Passage to read:
————————

Ms. Marshall was the only daughter of the British film and theater stars Herbert Marshall and Edna Best. She left private school at 16 to pursue acting full time, with her mother’s help.
“We decided acting was a better education than school,” she was quoted as saying in Sidney Fields’s syndicated column “Only Human” in 1958. She was often cast as an ingénue.
Ms. Marshall performed opposite José Ferrer in the 1953 Broadway revival of the cross-dressing farce “Charley’s Aunt” and won a Theater World Award for her work in the 1956 play “The Ponder Heart,” based on a Eudora Welty story.
She was nominated for a Tony for her performance in George Axelrod’s 1959 comedy “Goodbye, Charlie,” which also starred Lauren Bacall and Sydney Chaplin.
“There is a little gem of malicious acting by Sarah Marshall, whose honeyed style is spiked with vinegar,” Brooks Atkinson wrote in his review of that play in The New York Times.
Ms. Marshall’s first film was “The Long, Hot Summer” (1958), with Paul Newman and Joanne Woodward. She appeared with Kevin Kline and Sigourney Weaver in Ivan Reitman’s political comedy “Dave” (1993) and with Michelle Pfeiffer in “Dangerous Minds” (1995).
She was a mainstay on television, appearing on shows from “Alfred Hitchcock Presents” to “Cheers.” In 1962 she played a woman whose daughter vanishes into the fourth dimension in the “Twilight Zone” episode “Little Girl Lost,” and in 1967 she played a former love interest of William Shatner’s Capt. James T. Kirk in the “Star Trek” episode “The Deadly Years.”
Ms. Marshall was born in London on May 25, 1933. After her parents divorced in 1939, she and her mother moved to Los Angeles. In 1952 she married the set designer Melvyn Bourne. The marriage ended in divorce.
In 1958 she met the actor Karl Held while performing in “The World of Suzie Wong” on Broadway. They were married in 1964. He survives her, as do a son from her first marriage, Timothy M. Bourne, and four grandchildren.

————————

Directions:
[1] List each film that the passage about Sarah Marshall says she appeared in, giving the year shown for each.
[2] Copy out the lines of the records, beginning at the line that contains "# test: pointer marks the stool" and continuing through the final line of the records.

Point labeling samples:
————————

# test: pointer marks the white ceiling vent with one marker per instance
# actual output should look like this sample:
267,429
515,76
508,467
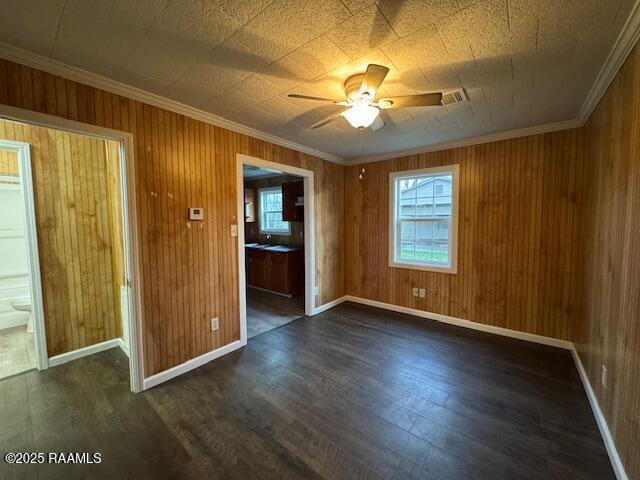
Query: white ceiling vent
457,96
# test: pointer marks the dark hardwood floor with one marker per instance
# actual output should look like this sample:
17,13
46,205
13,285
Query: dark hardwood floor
266,311
355,392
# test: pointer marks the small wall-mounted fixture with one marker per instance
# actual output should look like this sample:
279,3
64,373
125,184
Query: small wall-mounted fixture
196,214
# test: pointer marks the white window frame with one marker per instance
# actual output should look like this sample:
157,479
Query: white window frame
261,212
394,224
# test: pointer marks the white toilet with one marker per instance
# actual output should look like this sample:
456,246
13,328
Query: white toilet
23,304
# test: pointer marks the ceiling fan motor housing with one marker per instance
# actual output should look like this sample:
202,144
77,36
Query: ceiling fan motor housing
352,86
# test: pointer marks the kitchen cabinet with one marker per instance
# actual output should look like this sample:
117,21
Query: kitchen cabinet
292,210
278,269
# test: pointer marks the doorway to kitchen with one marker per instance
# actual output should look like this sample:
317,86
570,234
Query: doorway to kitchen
275,244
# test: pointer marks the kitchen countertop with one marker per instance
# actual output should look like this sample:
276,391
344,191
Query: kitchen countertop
272,248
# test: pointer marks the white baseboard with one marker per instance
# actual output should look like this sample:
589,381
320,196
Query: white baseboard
123,347
189,365
328,305
616,462
83,352
13,319
505,332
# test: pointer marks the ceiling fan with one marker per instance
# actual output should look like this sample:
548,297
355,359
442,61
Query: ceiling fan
363,110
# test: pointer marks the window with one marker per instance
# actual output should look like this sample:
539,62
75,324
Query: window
271,212
423,219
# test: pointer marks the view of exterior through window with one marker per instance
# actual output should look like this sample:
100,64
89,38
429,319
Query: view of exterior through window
423,215
271,211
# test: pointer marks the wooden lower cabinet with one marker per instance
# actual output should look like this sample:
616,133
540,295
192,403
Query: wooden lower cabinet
280,272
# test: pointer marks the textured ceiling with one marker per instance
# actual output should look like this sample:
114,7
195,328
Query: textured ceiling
522,62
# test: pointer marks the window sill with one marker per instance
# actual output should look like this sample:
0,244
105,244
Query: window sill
452,269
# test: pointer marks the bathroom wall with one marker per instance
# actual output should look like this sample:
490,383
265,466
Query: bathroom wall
75,240
14,281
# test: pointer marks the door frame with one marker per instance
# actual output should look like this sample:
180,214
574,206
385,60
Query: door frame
129,218
22,150
309,234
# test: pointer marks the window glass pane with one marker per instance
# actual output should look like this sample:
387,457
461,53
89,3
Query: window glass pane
424,209
408,208
271,211
407,240
424,241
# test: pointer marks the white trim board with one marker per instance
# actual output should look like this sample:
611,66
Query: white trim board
83,352
329,305
612,451
621,48
189,365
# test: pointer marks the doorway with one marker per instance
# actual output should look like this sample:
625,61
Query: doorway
22,338
84,260
276,244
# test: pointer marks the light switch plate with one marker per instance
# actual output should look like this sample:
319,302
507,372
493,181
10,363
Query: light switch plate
196,214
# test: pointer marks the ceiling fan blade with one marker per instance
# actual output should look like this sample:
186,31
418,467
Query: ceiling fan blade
377,124
329,119
420,100
317,99
373,78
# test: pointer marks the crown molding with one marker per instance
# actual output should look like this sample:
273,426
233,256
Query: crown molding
467,142
620,51
79,75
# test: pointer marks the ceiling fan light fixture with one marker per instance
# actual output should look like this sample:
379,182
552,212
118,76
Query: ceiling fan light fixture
361,115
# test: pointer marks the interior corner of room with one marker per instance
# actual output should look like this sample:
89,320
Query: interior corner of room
327,239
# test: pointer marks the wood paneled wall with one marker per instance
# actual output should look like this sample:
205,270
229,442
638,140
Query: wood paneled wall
518,240
189,274
70,179
116,226
8,163
608,332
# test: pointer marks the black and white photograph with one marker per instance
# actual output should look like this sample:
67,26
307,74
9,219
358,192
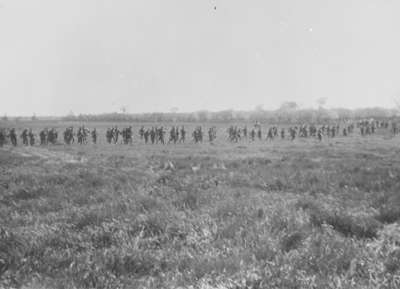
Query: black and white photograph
200,144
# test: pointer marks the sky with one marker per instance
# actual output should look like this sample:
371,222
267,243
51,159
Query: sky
97,56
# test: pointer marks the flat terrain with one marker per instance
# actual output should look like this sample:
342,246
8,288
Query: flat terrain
281,214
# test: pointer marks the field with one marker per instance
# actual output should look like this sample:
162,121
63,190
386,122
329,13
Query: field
281,214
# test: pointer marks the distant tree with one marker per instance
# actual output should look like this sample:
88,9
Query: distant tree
289,105
321,102
123,109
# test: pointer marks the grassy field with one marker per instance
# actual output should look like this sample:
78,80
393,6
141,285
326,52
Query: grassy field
280,214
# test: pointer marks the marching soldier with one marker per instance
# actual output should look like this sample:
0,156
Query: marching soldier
94,136
31,138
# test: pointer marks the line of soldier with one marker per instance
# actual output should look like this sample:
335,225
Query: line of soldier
155,135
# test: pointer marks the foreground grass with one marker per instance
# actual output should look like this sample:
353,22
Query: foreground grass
302,215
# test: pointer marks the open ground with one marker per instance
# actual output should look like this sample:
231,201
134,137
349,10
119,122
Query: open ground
281,214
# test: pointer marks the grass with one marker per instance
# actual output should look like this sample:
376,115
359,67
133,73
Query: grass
285,214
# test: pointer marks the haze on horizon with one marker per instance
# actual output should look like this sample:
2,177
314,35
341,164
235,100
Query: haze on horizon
97,56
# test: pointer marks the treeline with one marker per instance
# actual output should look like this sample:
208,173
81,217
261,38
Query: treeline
282,115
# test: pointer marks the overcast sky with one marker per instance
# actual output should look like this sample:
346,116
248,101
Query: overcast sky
93,56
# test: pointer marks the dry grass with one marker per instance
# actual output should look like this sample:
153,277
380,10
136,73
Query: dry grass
264,215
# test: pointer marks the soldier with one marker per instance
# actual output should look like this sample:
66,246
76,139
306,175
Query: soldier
183,134
94,136
146,135
319,134
24,136
13,137
2,137
172,135
141,132
43,136
109,135
259,133
270,135
31,138
152,135
252,134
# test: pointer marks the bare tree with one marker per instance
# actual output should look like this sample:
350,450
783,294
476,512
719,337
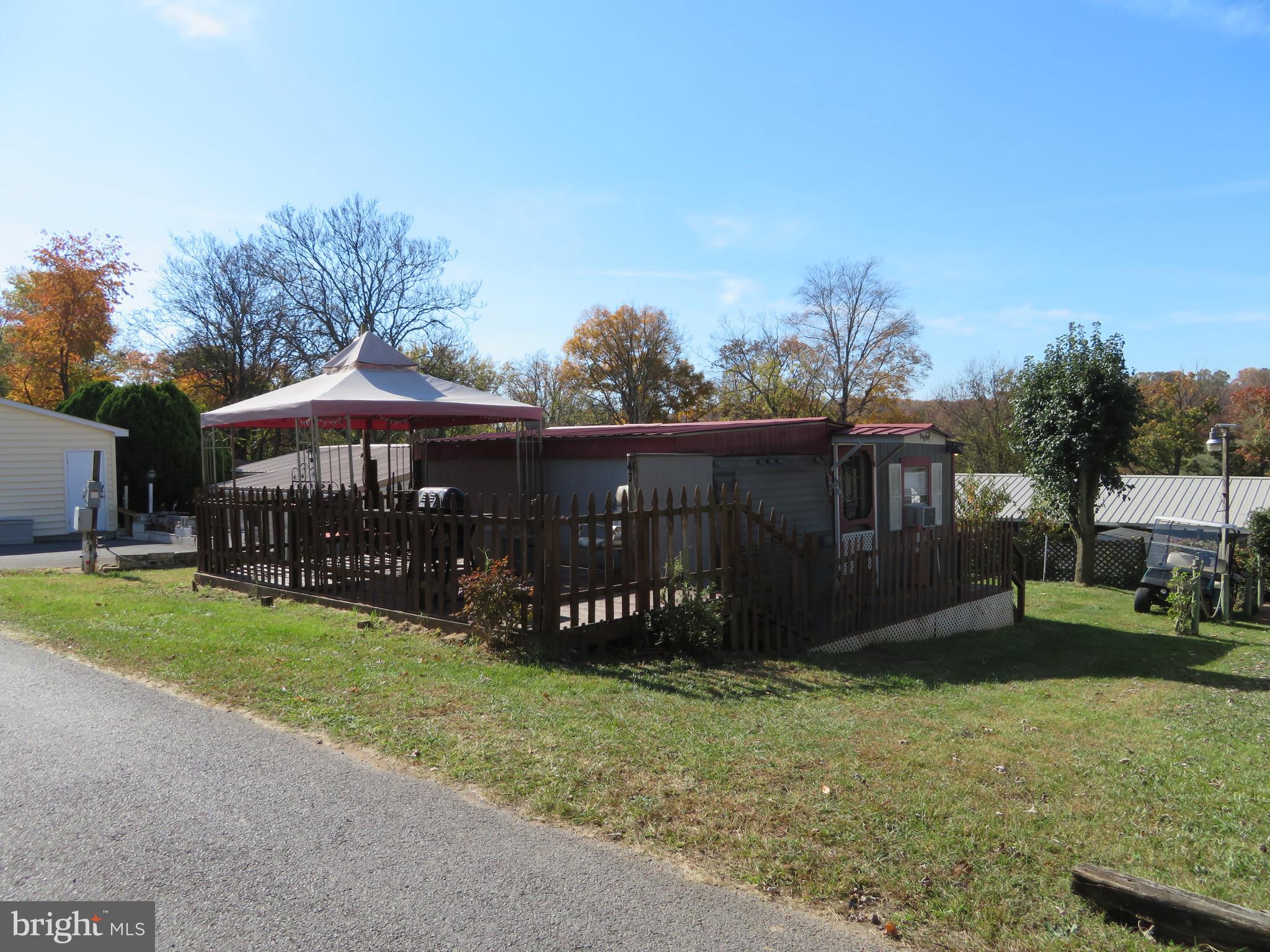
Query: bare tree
221,319
352,268
856,319
975,408
762,368
453,356
541,380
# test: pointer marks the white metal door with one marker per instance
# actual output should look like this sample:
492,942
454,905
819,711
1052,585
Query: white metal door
79,470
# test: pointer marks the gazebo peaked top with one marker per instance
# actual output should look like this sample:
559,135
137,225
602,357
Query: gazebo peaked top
373,353
371,385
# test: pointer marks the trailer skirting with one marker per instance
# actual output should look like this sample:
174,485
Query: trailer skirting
981,615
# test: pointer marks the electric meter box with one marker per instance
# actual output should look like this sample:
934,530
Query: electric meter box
83,518
93,494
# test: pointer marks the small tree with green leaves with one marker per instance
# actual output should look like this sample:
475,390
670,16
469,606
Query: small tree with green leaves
978,500
87,400
163,436
1075,418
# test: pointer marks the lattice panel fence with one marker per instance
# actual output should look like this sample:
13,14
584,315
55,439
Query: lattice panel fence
1116,562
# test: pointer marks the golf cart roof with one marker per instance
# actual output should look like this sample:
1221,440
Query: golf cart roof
1203,523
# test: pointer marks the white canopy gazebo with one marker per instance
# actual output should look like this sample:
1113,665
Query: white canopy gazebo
367,386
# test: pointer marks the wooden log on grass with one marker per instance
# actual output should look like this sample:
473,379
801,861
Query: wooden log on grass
1176,914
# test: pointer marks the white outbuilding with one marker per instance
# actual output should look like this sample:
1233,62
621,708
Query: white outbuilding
46,457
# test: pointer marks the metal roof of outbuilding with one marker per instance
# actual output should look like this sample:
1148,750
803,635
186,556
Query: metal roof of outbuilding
1151,496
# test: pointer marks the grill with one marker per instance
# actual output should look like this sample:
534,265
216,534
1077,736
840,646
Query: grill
442,499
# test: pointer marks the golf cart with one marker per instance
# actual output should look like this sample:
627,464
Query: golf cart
1176,544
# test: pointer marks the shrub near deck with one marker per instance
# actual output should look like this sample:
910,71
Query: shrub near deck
958,781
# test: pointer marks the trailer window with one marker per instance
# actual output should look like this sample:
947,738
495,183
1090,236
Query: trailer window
917,485
856,488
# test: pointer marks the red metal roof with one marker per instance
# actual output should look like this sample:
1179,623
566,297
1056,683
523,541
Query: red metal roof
889,430
668,430
651,430
808,434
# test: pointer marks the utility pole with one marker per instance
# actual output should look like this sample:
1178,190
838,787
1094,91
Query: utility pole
1220,442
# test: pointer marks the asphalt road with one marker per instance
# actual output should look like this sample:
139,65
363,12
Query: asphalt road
253,838
65,555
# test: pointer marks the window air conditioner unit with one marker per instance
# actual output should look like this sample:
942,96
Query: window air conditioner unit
920,516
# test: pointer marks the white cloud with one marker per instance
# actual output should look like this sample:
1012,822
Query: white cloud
732,289
950,325
202,19
655,275
1208,318
718,230
1028,315
1237,19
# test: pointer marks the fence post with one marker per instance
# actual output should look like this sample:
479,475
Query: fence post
808,588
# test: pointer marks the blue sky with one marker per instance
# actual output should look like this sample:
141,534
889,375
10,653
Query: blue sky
1016,165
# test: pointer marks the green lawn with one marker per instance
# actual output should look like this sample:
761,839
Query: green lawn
956,781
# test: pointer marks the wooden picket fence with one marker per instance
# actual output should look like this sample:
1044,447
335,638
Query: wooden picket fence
590,573
918,574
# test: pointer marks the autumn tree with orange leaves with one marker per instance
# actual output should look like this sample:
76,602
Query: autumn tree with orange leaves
631,366
56,315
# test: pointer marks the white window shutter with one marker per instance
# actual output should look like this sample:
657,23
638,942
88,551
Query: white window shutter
938,491
897,498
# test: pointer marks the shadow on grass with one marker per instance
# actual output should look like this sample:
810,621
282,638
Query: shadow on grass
1037,650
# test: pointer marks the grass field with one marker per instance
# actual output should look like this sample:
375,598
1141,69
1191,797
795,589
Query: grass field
956,781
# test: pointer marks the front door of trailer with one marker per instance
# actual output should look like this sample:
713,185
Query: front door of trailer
79,470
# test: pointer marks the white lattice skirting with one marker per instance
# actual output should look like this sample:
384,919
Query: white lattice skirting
982,615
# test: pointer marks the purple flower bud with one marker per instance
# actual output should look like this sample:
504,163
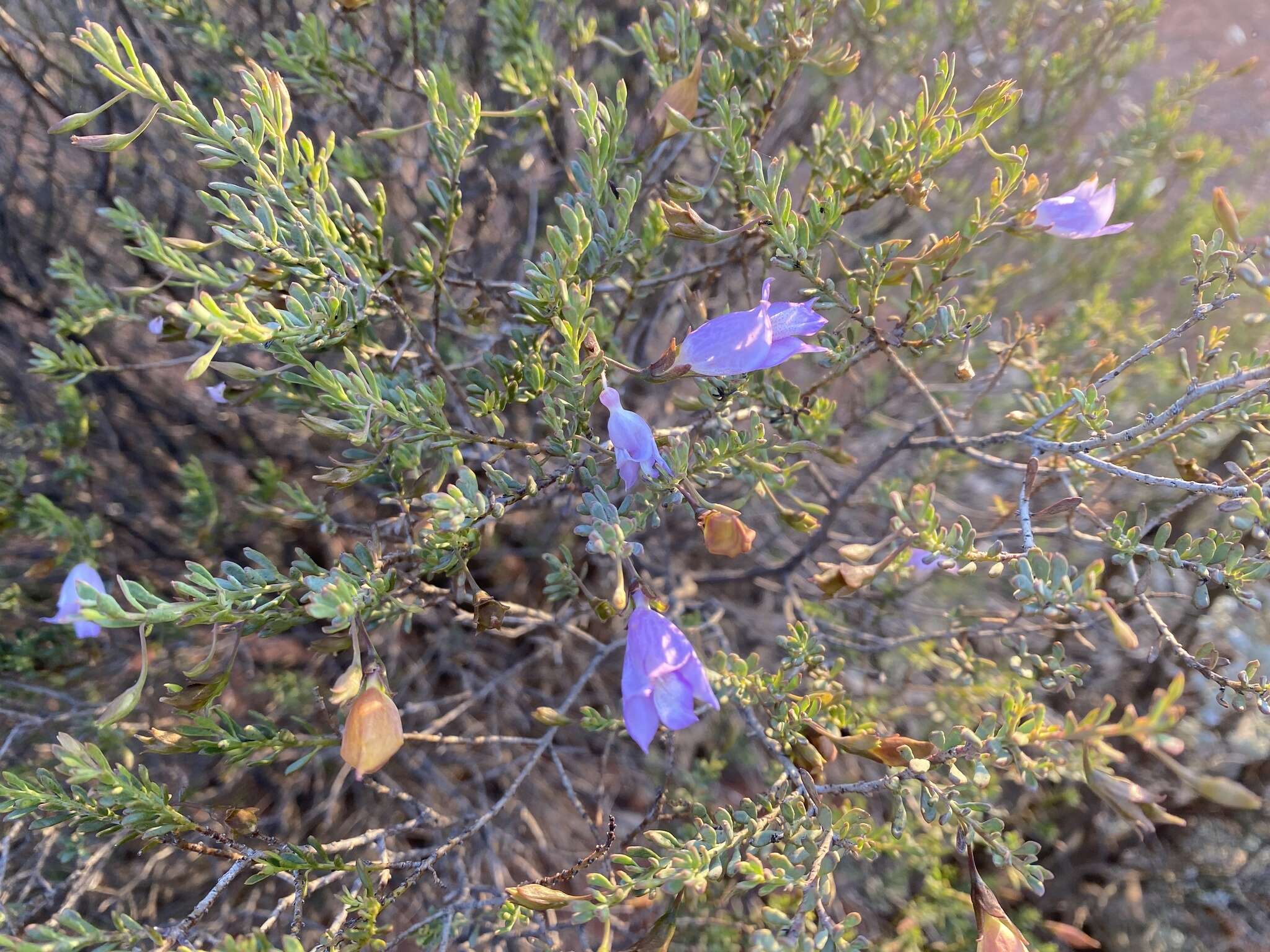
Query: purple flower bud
660,676
69,603
923,563
633,441
751,340
1082,213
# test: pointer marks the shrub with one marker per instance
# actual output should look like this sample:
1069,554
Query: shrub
675,475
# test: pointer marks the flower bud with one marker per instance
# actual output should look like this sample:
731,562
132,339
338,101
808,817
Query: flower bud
1249,273
799,521
856,552
550,718
1226,215
843,578
349,684
539,897
996,933
887,751
726,534
1226,792
804,754
1132,803
821,739
1124,635
373,731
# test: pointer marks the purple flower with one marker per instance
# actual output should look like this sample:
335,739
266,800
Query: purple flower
69,606
750,340
633,441
660,676
923,563
1082,213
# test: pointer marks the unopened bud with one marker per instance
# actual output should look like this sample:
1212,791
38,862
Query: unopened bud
1124,635
821,739
804,754
726,534
1132,803
1226,215
349,684
856,552
1249,273
799,521
849,579
373,731
996,933
1227,792
888,751
539,897
798,45
550,718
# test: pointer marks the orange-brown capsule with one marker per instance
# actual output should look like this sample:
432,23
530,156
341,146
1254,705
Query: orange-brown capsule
373,733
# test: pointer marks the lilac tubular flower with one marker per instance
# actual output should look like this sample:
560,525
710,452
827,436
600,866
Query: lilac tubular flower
633,441
923,563
69,604
1082,213
750,340
660,676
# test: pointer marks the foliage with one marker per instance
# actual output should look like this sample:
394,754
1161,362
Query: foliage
425,239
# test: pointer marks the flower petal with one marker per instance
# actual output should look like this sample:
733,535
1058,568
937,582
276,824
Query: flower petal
695,674
1103,203
87,630
791,320
1086,190
672,696
1113,229
785,348
641,716
1067,218
733,343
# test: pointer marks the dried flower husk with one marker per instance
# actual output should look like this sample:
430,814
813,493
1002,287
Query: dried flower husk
373,731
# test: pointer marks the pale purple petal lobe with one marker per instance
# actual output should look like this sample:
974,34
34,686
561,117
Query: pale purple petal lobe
1081,214
673,700
660,676
641,716
634,444
69,601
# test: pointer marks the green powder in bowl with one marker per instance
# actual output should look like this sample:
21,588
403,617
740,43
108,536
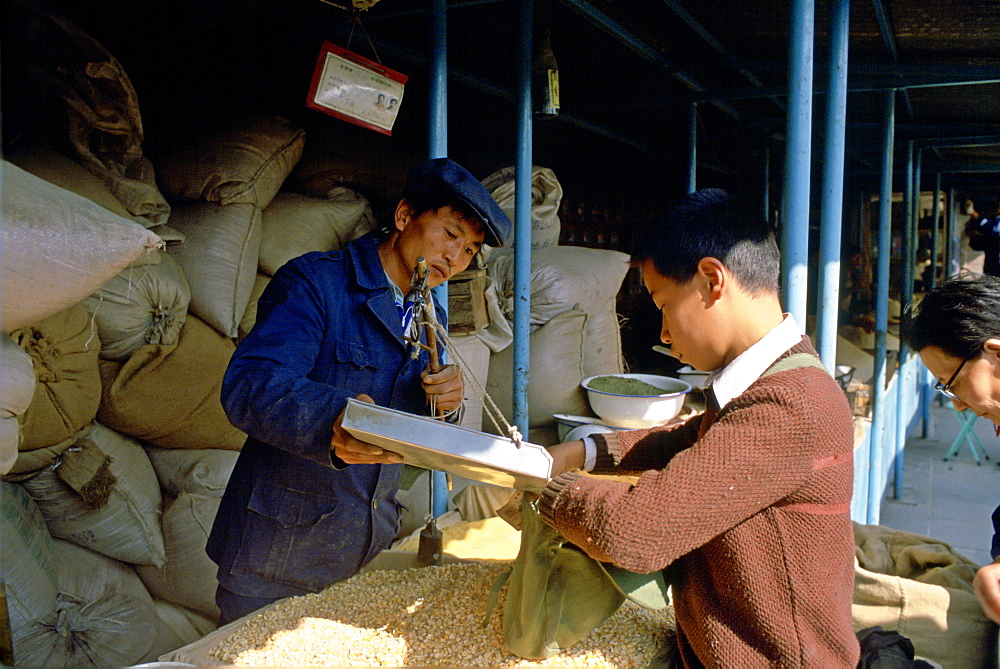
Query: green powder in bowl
619,385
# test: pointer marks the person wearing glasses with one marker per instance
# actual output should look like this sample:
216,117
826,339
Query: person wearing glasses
956,331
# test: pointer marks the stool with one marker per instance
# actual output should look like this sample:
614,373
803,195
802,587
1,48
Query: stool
967,421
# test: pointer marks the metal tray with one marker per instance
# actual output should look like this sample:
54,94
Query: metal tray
434,444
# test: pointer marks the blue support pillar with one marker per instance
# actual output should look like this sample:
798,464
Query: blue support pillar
880,405
438,141
522,216
798,153
832,214
904,393
765,189
692,148
954,242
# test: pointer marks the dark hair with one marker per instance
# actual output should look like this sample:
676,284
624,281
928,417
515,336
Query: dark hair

————————

Responses per task:
[1]
"The Long, Hot Summer" (1958)
"Dave" (1993)
"Dangerous Minds" (1995)

[2]
# test: pointer marks the stool with one marker per instance
# actual output should look like this sample:
614,373
803,195
802,587
1,48
Query: stool
967,421
# test: pointer marks the metal tray with one marker per instance
# actual output should look like this sample:
54,94
Query: metal tray
434,444
# test: pointer marks the blue support pillar with one marker per instance
# actual output should look like this sample:
798,464
Query: blue support pillar
880,405
438,141
522,216
798,153
832,214
904,393
765,189
692,148
954,242
# test: pointer marks the dark hair with one marker per instance
# actual output should look like this sample:
676,284
624,281
928,417
515,336
Query: dark hair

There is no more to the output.